• TASK
Set down, without alteration, the lines from the one that contains "written as (439,85)." through the final line of the material below.

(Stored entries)
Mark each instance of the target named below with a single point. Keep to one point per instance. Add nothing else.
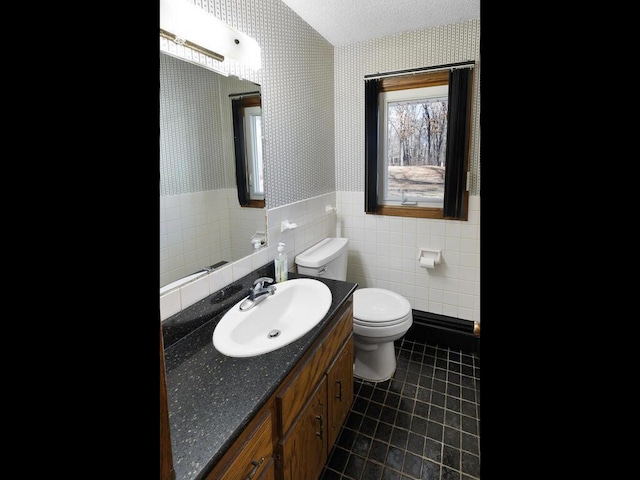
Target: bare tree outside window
(416, 149)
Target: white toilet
(379, 316)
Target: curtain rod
(467, 64)
(244, 94)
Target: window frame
(242, 162)
(456, 189)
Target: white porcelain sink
(295, 308)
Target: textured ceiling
(342, 22)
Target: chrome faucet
(258, 293)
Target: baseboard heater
(447, 331)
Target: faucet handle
(260, 281)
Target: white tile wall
(383, 253)
(314, 224)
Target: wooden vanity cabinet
(304, 448)
(251, 456)
(291, 436)
(314, 401)
(339, 391)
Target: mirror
(202, 224)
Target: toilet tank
(327, 259)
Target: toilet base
(374, 364)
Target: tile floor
(423, 423)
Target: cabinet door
(254, 455)
(304, 449)
(340, 391)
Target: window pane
(415, 150)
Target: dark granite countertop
(212, 397)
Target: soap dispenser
(281, 264)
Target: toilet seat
(377, 307)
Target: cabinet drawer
(295, 394)
(254, 454)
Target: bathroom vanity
(271, 416)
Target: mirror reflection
(202, 223)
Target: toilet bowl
(380, 316)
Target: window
(247, 131)
(416, 144)
(253, 137)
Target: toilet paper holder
(431, 252)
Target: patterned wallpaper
(296, 81)
(196, 127)
(421, 48)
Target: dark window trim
(242, 178)
(456, 199)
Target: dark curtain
(457, 137)
(371, 90)
(241, 165)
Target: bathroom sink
(294, 309)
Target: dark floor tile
(449, 474)
(453, 403)
(415, 365)
(469, 394)
(329, 474)
(403, 419)
(395, 458)
(378, 395)
(466, 370)
(434, 430)
(470, 464)
(437, 398)
(426, 374)
(469, 425)
(378, 451)
(423, 423)
(366, 390)
(451, 457)
(361, 445)
(399, 438)
(438, 386)
(452, 419)
(392, 399)
(453, 376)
(412, 378)
(368, 426)
(383, 432)
(388, 415)
(436, 414)
(453, 368)
(440, 374)
(373, 410)
(451, 437)
(421, 409)
(346, 438)
(396, 386)
(453, 390)
(412, 464)
(406, 404)
(415, 443)
(354, 467)
(419, 425)
(372, 471)
(353, 421)
(470, 443)
(430, 470)
(360, 405)
(388, 474)
(338, 459)
(469, 409)
(433, 450)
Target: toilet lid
(379, 306)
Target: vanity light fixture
(187, 24)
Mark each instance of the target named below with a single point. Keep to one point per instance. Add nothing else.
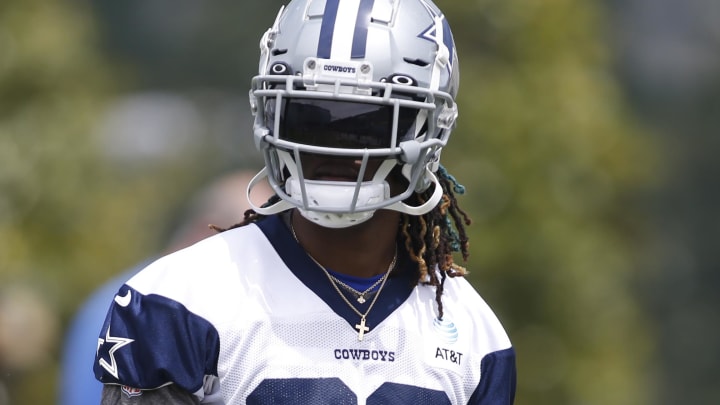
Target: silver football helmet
(370, 81)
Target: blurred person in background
(342, 287)
(221, 202)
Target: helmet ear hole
(280, 68)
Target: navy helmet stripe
(447, 38)
(361, 29)
(327, 28)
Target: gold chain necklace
(361, 327)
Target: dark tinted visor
(342, 124)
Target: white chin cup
(336, 196)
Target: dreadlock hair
(430, 239)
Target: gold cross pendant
(361, 328)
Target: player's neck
(363, 250)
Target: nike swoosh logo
(124, 301)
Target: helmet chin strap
(427, 206)
(278, 207)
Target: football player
(342, 287)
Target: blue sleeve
(149, 340)
(497, 379)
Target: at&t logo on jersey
(447, 334)
(130, 391)
(363, 354)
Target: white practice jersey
(246, 317)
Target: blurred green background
(586, 140)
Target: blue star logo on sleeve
(118, 343)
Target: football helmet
(370, 81)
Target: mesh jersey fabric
(247, 317)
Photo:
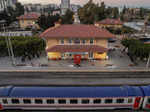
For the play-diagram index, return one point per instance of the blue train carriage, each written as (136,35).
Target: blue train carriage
(70,98)
(146,101)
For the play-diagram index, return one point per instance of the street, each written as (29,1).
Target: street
(64,78)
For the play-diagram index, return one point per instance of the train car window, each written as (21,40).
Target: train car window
(38,101)
(4,101)
(50,101)
(15,101)
(26,101)
(148,100)
(97,101)
(120,101)
(85,101)
(130,100)
(73,101)
(62,101)
(108,100)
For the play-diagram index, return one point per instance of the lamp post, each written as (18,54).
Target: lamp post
(9,45)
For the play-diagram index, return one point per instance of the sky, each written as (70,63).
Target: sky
(128,3)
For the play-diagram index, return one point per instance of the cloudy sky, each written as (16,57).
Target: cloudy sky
(129,3)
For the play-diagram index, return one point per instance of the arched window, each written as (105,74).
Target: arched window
(77,41)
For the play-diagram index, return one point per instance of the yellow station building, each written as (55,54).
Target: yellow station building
(65,41)
(106,23)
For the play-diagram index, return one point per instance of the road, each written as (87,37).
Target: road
(65,78)
(82,111)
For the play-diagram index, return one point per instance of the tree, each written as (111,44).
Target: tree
(115,12)
(68,17)
(11,14)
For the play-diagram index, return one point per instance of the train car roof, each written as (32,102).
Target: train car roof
(146,90)
(72,92)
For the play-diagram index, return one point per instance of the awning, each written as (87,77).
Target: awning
(77,48)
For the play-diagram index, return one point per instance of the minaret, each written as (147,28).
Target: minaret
(65,5)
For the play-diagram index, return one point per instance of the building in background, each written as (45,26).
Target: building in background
(65,5)
(106,23)
(7,3)
(66,41)
(39,8)
(29,20)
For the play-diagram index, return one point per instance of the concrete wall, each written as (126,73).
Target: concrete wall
(25,23)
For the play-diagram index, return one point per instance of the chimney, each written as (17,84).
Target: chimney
(58,23)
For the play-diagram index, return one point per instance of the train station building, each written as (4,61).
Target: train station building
(66,41)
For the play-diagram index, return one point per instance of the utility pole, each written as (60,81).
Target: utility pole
(147,65)
(9,47)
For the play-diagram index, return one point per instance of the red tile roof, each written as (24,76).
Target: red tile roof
(76,31)
(29,16)
(77,48)
(111,22)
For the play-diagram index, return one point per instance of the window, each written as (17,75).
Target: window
(62,41)
(130,100)
(73,101)
(119,100)
(62,101)
(91,41)
(26,101)
(77,41)
(108,100)
(38,101)
(50,101)
(5,101)
(70,55)
(15,101)
(85,101)
(70,41)
(83,41)
(97,101)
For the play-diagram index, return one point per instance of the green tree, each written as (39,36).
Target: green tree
(91,12)
(47,21)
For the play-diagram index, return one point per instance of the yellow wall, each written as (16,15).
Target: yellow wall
(52,42)
(54,55)
(26,23)
(100,56)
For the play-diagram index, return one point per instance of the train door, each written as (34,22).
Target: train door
(1,107)
(77,59)
(137,102)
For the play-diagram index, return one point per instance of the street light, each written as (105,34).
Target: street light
(8,43)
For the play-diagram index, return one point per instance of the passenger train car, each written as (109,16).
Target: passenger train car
(74,98)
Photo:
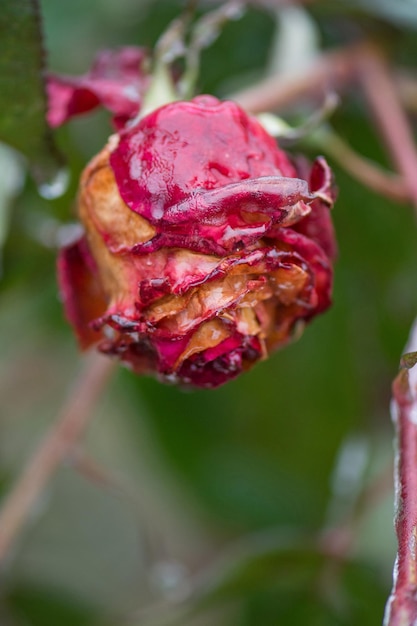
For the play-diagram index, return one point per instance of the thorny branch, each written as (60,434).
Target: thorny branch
(70,425)
(402,605)
(333,70)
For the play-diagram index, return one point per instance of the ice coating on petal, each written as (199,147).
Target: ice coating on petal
(115,81)
(208,247)
(189,146)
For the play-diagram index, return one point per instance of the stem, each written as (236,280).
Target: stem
(401,609)
(67,430)
(364,170)
(382,95)
(332,70)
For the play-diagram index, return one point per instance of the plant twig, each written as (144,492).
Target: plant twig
(331,70)
(68,428)
(361,168)
(383,98)
(402,605)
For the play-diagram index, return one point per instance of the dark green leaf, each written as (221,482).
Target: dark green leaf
(22,94)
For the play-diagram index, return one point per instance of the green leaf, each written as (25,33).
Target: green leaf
(22,93)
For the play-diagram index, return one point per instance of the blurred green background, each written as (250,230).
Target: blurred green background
(203,506)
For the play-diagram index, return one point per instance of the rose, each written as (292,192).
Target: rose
(204,248)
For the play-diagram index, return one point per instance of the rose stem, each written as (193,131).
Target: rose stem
(382,95)
(402,605)
(332,70)
(72,420)
(362,169)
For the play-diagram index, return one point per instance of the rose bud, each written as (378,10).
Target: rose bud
(204,248)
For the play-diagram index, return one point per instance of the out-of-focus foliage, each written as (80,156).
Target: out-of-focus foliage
(22,102)
(188,474)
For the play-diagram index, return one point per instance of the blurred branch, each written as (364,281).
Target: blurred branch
(382,94)
(67,430)
(402,605)
(361,168)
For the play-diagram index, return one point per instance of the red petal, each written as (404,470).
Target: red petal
(80,290)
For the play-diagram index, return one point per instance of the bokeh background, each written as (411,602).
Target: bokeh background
(203,507)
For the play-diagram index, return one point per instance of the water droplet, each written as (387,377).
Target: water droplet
(56,186)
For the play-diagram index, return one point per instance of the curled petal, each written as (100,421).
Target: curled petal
(318,224)
(116,81)
(221,220)
(81,291)
(205,249)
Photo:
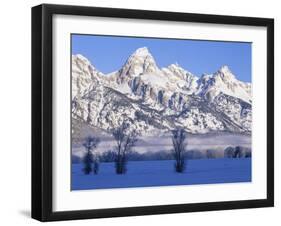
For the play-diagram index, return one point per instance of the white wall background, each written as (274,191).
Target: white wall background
(15,105)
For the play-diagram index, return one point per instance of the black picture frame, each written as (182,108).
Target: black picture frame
(42,107)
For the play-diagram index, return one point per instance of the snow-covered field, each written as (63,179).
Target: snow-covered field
(161,173)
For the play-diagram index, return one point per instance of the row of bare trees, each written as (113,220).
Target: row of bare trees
(125,140)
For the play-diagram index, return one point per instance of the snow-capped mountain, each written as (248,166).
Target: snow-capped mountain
(155,100)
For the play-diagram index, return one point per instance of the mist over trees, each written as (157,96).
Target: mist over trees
(90,160)
(125,139)
(179,148)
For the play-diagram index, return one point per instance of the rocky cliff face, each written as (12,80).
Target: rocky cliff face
(155,100)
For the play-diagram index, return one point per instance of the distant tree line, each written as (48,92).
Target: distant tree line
(126,138)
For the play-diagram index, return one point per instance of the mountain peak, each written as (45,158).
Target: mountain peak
(225,73)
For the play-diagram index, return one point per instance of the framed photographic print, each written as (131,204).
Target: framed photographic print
(146,112)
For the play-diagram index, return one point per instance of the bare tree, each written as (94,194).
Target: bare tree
(90,144)
(125,140)
(179,149)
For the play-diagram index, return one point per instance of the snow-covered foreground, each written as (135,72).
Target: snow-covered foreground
(161,173)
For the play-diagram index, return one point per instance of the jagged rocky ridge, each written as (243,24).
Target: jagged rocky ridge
(155,100)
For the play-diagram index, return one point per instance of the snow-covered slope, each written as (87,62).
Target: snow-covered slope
(155,100)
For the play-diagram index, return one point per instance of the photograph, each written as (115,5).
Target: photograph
(159,112)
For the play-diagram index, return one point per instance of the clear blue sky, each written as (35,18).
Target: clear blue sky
(109,53)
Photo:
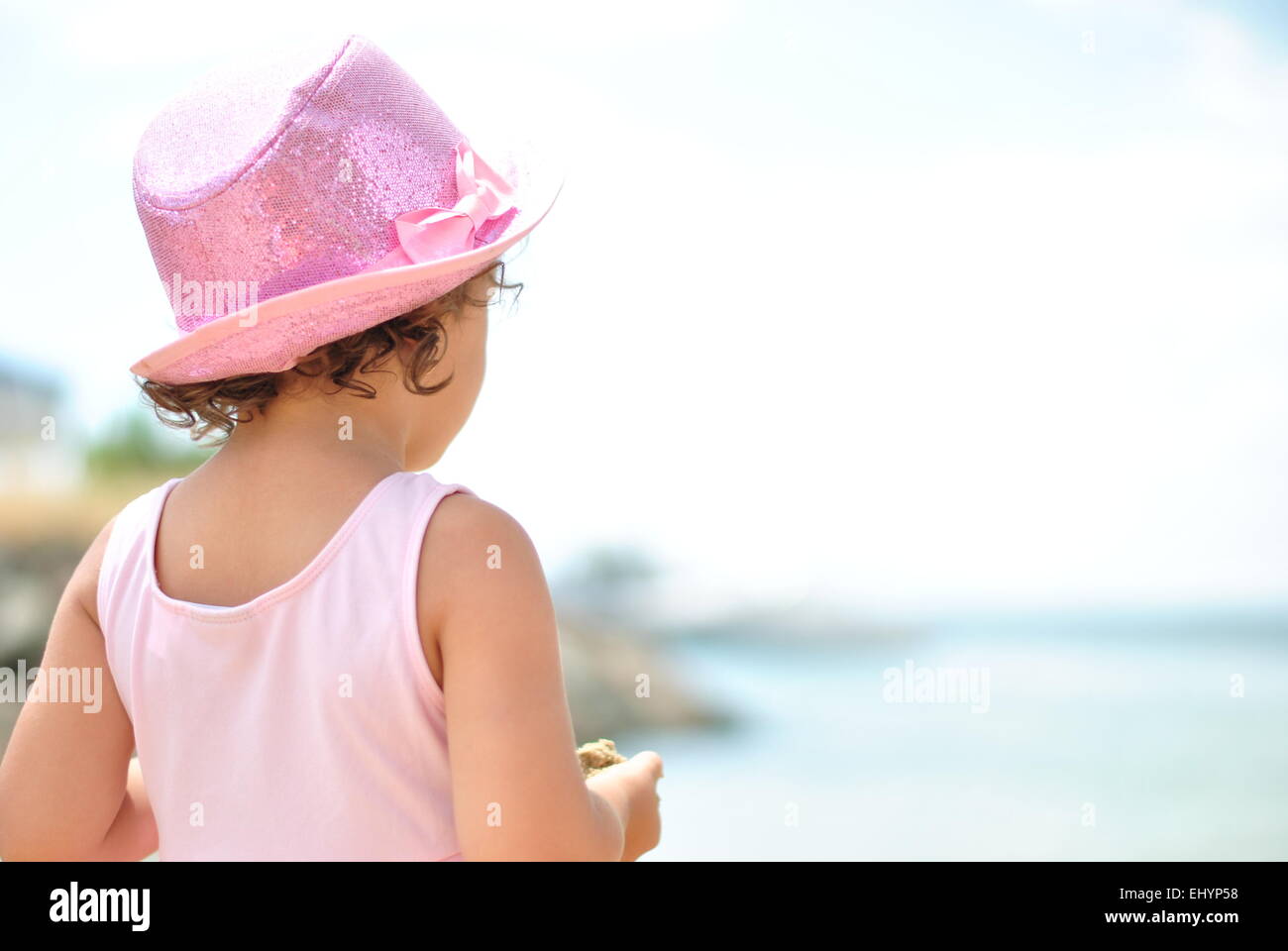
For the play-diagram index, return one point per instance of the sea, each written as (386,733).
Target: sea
(1077,735)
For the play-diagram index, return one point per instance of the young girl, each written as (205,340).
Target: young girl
(317,651)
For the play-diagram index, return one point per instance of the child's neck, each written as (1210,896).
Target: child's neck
(321,438)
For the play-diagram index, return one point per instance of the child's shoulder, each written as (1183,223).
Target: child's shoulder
(476,552)
(132,519)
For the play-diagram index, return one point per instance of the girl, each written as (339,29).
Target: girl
(318,651)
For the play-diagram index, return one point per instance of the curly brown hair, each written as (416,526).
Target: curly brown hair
(220,406)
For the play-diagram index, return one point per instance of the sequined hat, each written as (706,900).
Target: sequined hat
(295,202)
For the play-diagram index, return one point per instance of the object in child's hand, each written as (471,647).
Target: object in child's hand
(596,757)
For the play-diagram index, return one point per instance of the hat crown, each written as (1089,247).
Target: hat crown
(288,174)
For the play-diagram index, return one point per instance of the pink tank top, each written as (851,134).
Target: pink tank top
(304,724)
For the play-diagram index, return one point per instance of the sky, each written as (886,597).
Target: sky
(889,305)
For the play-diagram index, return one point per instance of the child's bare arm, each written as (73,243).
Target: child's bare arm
(518,789)
(68,789)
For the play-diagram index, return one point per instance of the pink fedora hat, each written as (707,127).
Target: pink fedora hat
(295,202)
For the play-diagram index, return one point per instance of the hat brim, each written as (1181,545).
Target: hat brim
(277,333)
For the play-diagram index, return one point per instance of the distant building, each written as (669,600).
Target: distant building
(38,451)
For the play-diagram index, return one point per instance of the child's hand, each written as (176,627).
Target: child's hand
(644,829)
(631,788)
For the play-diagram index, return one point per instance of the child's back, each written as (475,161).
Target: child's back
(299,720)
(317,652)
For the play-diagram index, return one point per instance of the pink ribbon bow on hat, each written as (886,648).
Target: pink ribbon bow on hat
(437,232)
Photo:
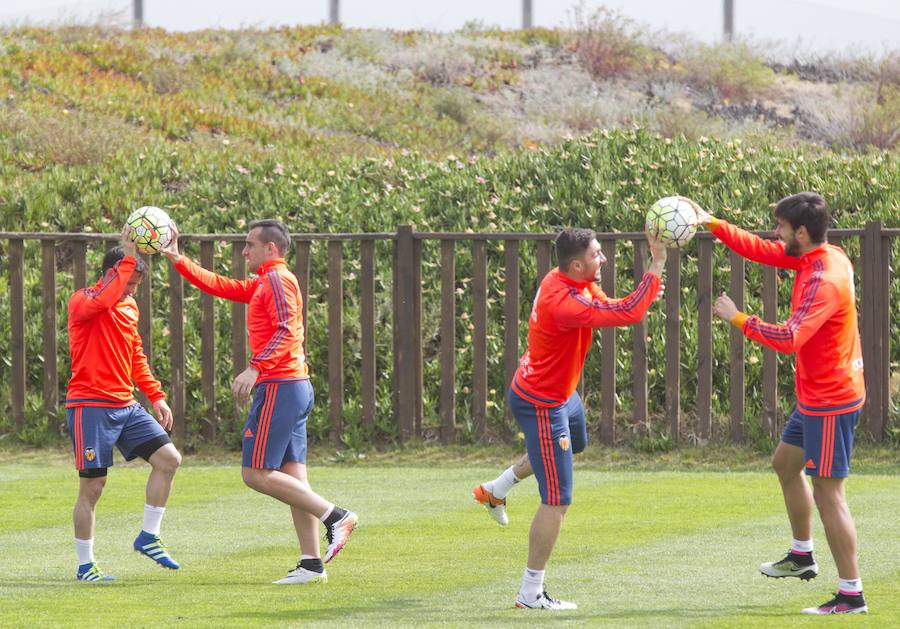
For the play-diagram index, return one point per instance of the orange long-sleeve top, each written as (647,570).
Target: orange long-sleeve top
(105,345)
(559,332)
(822,330)
(274,315)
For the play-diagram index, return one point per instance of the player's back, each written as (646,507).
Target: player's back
(829,364)
(101,348)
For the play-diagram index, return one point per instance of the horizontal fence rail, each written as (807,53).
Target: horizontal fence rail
(407,401)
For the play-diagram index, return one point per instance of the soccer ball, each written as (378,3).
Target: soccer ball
(674,220)
(152,229)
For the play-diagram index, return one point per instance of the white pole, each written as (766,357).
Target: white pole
(729,20)
(527,13)
(334,12)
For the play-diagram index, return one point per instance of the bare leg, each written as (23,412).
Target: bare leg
(788,462)
(838,523)
(305,523)
(286,488)
(89,490)
(163,463)
(545,530)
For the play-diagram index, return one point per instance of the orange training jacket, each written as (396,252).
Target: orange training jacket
(560,328)
(822,328)
(274,315)
(105,345)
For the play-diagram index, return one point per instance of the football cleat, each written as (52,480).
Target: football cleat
(802,566)
(91,572)
(543,601)
(496,506)
(840,604)
(152,546)
(302,575)
(338,534)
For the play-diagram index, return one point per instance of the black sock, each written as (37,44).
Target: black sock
(313,565)
(336,514)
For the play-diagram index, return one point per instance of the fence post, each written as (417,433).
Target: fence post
(448,341)
(367,331)
(336,339)
(673,343)
(176,355)
(608,355)
(51,377)
(208,345)
(737,351)
(511,322)
(639,348)
(404,375)
(704,339)
(17,328)
(872,342)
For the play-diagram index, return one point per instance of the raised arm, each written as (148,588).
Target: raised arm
(205,280)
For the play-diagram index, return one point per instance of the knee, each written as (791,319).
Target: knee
(579,443)
(826,498)
(168,460)
(92,490)
(252,478)
(783,468)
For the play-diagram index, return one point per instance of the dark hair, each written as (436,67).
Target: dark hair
(117,253)
(807,209)
(274,231)
(572,243)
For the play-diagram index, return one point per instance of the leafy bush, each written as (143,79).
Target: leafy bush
(731,70)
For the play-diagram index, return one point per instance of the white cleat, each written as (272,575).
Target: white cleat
(543,601)
(302,575)
(338,534)
(496,506)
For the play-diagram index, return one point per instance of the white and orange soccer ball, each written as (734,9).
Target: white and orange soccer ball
(152,228)
(674,220)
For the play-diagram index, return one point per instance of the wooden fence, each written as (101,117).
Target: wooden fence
(874,305)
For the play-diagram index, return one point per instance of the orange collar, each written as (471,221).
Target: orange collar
(269,264)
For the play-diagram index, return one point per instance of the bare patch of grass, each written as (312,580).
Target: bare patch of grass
(732,71)
(76,138)
(610,45)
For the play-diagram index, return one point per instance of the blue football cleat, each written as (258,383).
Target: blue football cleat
(91,572)
(152,546)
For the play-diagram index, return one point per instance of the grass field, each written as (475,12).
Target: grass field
(639,549)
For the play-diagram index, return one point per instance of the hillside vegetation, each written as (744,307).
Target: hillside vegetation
(347,131)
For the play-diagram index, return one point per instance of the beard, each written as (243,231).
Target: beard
(792,247)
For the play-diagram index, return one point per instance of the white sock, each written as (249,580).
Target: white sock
(326,514)
(153,519)
(850,586)
(532,584)
(801,546)
(84,548)
(501,485)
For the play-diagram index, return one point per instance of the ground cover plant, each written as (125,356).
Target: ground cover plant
(641,547)
(350,130)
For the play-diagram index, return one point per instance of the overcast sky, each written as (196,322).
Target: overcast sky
(817,25)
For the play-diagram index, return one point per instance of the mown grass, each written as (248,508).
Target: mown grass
(639,548)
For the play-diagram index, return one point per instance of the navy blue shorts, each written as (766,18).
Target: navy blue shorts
(552,435)
(827,441)
(275,432)
(94,431)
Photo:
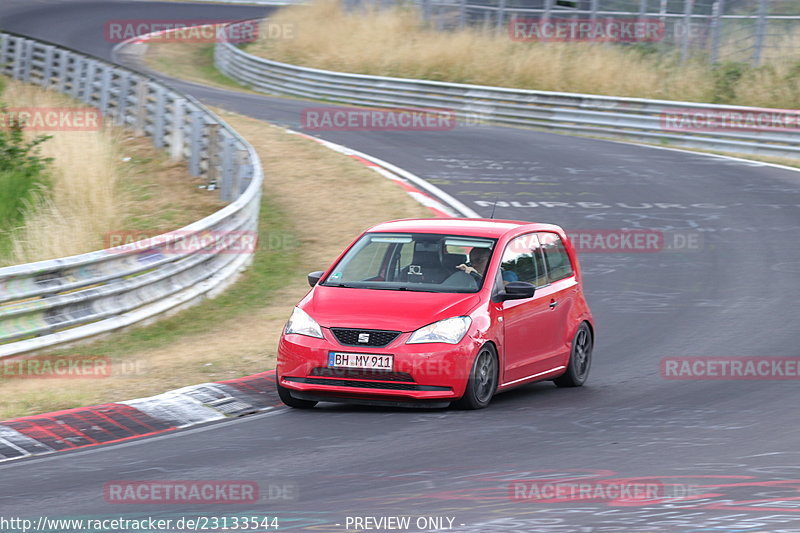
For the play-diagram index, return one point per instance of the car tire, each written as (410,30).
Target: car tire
(580,359)
(287,398)
(482,382)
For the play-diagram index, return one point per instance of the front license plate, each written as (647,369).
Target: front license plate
(360,360)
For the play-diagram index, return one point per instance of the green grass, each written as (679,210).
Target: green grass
(22,177)
(272,268)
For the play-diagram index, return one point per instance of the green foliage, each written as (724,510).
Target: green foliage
(23,173)
(726,76)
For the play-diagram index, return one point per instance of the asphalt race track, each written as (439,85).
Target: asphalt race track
(727,287)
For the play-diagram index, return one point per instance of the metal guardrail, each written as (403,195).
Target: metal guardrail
(634,119)
(62,300)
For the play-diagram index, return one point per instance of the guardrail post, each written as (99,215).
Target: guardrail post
(140,120)
(47,69)
(78,64)
(5,55)
(158,118)
(226,168)
(688,7)
(63,63)
(716,29)
(124,87)
(88,87)
(761,30)
(240,172)
(105,89)
(426,11)
(16,72)
(501,16)
(195,141)
(548,8)
(27,68)
(213,151)
(176,139)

• OUTPUT FOR THIS TASK
For the play-diagram index, return one point per instance of the asphalt race track, each written as (439,85).
Target: asphalt race track
(727,287)
For the play-diagram index, return one point per instance of the metal guardrail, each written as (403,195).
Target: metal guardrail
(634,119)
(62,300)
For the play-diagram index, return one point per instance of the guardrail post, each written as (99,215).
Target: guardrail post
(140,120)
(47,69)
(78,64)
(5,55)
(158,118)
(226,168)
(688,7)
(63,63)
(716,29)
(124,87)
(88,87)
(761,30)
(240,172)
(105,89)
(426,11)
(16,72)
(501,16)
(195,141)
(548,8)
(27,68)
(213,151)
(176,139)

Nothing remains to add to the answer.